§ Text shown:
13. In another context the UN General Assembly adopted resolution 60/7 on 1 November 2005, designating 27 January as "an annual International Day of Commemoration in memory of the victims of the Holocaust." As reported by the Department of Public Information (DPI), during that week at the UN in New York there will be several events organised to mobilise civil society, so as to help prevent future acts of genocide. This will include an NGO briefing under the overall theme of ‘Remembrance and Beyond’ where this particular aspect could be raised and perhaps debated.

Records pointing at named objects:
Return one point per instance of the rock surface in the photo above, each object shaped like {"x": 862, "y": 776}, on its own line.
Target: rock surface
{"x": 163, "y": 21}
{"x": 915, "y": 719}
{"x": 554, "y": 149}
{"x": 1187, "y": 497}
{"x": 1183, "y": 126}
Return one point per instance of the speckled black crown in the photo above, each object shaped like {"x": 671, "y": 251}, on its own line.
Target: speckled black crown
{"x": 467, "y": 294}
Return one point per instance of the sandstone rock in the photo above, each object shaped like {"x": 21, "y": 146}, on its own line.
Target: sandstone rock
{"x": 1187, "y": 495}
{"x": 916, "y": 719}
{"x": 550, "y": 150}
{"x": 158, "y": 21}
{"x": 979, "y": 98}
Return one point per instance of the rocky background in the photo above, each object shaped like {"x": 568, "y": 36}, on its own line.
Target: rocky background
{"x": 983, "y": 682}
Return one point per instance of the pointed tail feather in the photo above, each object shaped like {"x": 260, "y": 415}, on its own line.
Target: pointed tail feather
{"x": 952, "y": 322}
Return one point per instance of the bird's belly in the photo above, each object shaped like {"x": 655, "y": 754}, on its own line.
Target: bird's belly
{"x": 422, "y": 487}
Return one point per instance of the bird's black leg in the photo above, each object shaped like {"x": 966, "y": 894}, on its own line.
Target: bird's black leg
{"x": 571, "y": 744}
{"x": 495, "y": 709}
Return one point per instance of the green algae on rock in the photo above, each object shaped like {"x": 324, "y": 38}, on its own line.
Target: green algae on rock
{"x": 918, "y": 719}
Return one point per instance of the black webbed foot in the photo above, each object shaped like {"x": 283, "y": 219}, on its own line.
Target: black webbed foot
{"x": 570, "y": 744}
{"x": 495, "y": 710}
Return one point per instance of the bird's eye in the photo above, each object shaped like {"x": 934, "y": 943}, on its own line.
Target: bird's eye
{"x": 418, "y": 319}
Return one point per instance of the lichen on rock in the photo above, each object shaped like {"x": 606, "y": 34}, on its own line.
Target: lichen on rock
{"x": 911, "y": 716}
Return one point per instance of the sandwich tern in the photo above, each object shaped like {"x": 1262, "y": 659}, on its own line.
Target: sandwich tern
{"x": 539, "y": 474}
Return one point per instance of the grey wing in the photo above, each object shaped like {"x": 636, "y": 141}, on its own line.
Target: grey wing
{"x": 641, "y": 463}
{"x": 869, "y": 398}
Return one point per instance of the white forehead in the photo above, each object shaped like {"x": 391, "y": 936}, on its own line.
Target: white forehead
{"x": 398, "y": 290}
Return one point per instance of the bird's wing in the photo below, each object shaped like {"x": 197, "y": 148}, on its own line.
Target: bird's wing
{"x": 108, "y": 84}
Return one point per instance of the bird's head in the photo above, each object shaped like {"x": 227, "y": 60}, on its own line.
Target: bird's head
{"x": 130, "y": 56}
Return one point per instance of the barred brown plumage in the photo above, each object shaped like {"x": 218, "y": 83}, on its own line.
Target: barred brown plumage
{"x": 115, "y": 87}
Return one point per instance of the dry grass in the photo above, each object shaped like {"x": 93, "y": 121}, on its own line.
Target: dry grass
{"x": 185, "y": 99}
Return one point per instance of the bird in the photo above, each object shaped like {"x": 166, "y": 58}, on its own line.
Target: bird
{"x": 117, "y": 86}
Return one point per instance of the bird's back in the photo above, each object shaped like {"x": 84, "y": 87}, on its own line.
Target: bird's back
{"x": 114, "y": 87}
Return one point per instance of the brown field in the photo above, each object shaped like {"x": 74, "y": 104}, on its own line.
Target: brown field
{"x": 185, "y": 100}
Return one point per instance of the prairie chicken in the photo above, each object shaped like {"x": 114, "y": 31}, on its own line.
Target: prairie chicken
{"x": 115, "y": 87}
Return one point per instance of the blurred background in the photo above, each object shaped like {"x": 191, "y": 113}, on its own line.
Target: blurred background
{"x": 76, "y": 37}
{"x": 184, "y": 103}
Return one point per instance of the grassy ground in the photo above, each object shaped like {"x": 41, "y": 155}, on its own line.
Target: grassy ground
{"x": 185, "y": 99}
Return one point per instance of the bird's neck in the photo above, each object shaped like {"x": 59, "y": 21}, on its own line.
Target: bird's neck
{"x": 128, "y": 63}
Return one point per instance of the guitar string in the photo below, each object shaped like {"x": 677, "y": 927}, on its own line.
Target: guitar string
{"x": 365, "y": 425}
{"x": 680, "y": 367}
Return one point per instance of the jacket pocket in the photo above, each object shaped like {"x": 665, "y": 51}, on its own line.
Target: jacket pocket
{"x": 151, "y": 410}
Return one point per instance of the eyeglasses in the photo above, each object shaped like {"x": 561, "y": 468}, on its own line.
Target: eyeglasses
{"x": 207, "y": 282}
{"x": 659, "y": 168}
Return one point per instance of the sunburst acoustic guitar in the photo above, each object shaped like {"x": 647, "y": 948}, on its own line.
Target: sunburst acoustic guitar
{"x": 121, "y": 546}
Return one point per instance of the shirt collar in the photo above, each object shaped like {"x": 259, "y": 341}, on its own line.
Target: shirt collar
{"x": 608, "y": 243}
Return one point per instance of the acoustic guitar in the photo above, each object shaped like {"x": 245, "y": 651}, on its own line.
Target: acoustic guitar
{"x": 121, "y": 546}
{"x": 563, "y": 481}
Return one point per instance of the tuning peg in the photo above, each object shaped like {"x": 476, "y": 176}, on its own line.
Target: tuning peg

§ Requests:
**1)** In the text about the UN Holocaust remembrance day, list every group of digits in order of appearance.
**2)** Extend the text about the UN Holocaust remembrance day with a few sentences that follow its final one.

§ Exercise results:
**1)** 13, 60, 7, 1, 2005, 27

**2)**
14. Speaking from the Vatican on 15 January 2005, on the subject of the 60th anniversary of the liberation of Auschwitz, Pope John Paul II referred to "a truth which is often expressed in the Bible: even though man is capable of evil, and at times boundless evil, evil itself will never have the last word…Never again in any part of the world, must others experience what was experienced by these men and women whom we have mourned for sixty years." And on 25 January in Berlin, German Chancellor Gerhard Schröeder stressed that "faced with an absolute void of morality and the total absurdity of millions of murders, political language is meaningless…Evil is neither a political nor a scientific category. But who, after Auschwitz, could still doubt that it exists and that it manifested itself in the Nazi genocide, inspired by hate…"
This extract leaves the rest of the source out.